*Your objective*: Only a number is expected: how many lines in these records mention the word "cabinet"?

Data extracted from a collection
+ + + +
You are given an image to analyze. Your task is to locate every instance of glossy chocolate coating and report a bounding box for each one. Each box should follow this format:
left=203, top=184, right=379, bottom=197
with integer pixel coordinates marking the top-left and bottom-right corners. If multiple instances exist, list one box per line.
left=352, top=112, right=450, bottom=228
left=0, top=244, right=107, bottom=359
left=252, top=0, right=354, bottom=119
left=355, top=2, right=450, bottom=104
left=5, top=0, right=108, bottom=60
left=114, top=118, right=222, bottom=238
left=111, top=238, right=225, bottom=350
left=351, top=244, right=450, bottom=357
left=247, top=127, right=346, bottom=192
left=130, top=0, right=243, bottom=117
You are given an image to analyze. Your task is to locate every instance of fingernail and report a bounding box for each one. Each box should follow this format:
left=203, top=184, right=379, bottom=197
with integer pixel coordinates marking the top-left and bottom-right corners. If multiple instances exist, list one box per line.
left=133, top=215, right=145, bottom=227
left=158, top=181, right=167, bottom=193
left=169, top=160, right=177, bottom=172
+ + + +
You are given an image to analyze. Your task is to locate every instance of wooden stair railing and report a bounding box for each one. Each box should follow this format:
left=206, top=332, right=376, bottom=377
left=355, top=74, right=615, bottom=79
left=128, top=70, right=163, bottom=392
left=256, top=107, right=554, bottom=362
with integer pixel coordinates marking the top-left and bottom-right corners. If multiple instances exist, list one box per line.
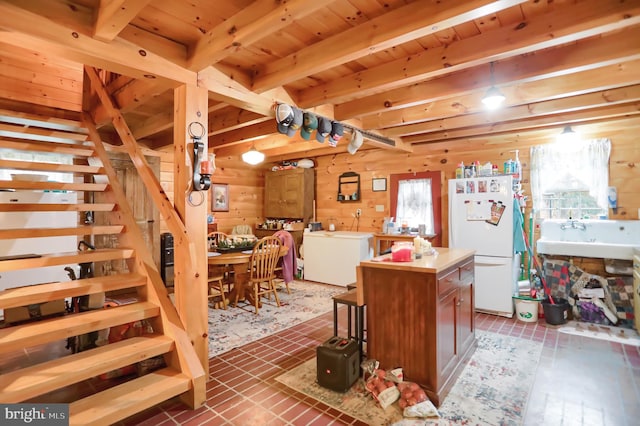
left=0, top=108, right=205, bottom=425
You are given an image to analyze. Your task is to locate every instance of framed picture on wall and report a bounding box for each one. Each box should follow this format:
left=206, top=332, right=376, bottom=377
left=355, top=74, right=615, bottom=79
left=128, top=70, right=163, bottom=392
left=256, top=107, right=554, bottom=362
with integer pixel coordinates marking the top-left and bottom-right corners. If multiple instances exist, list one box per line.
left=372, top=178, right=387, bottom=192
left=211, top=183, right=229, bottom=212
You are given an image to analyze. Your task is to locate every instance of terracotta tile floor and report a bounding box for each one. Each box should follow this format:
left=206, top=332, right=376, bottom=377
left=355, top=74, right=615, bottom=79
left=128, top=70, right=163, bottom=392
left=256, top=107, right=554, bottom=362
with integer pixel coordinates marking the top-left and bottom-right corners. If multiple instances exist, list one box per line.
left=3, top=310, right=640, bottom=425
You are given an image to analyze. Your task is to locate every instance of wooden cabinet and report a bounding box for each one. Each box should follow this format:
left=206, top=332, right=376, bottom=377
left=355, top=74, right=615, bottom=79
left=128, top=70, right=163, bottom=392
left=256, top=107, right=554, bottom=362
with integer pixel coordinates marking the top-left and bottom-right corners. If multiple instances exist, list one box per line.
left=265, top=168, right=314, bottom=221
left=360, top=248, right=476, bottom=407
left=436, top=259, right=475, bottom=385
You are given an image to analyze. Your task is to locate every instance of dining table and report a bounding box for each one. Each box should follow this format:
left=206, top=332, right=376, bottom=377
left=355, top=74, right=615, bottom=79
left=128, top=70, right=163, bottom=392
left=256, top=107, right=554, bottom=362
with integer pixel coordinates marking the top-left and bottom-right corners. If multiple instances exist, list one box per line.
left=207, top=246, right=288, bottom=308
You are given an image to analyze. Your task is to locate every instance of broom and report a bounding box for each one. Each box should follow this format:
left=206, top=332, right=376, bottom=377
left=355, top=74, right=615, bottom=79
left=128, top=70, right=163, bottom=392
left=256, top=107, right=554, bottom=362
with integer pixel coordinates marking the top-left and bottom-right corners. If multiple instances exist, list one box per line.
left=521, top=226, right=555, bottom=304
+ + + +
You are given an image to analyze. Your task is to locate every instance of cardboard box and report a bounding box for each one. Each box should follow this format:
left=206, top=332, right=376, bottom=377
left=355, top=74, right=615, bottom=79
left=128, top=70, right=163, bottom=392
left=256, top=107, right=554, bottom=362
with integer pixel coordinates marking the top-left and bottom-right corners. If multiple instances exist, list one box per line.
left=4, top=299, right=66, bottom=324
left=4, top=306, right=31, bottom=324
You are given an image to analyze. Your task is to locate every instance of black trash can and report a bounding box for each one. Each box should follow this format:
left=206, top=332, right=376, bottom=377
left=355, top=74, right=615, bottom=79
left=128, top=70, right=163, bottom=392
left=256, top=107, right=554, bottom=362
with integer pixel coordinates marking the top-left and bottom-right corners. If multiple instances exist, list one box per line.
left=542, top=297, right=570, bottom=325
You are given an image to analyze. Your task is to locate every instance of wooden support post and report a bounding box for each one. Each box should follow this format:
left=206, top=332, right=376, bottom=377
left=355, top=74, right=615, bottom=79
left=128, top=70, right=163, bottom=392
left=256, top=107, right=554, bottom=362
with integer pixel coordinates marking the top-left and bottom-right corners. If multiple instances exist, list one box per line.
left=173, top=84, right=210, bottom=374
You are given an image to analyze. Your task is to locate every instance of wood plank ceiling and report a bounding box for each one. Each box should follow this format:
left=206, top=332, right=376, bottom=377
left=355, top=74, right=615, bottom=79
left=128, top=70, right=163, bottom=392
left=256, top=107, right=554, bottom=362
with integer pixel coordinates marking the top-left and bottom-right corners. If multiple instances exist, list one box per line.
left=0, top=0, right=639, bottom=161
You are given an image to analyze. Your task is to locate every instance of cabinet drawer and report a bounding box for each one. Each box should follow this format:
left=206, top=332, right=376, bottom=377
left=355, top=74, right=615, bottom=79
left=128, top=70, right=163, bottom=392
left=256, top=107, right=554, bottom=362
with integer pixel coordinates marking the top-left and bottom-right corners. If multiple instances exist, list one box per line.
+ + + +
*Result of this exercise*: 2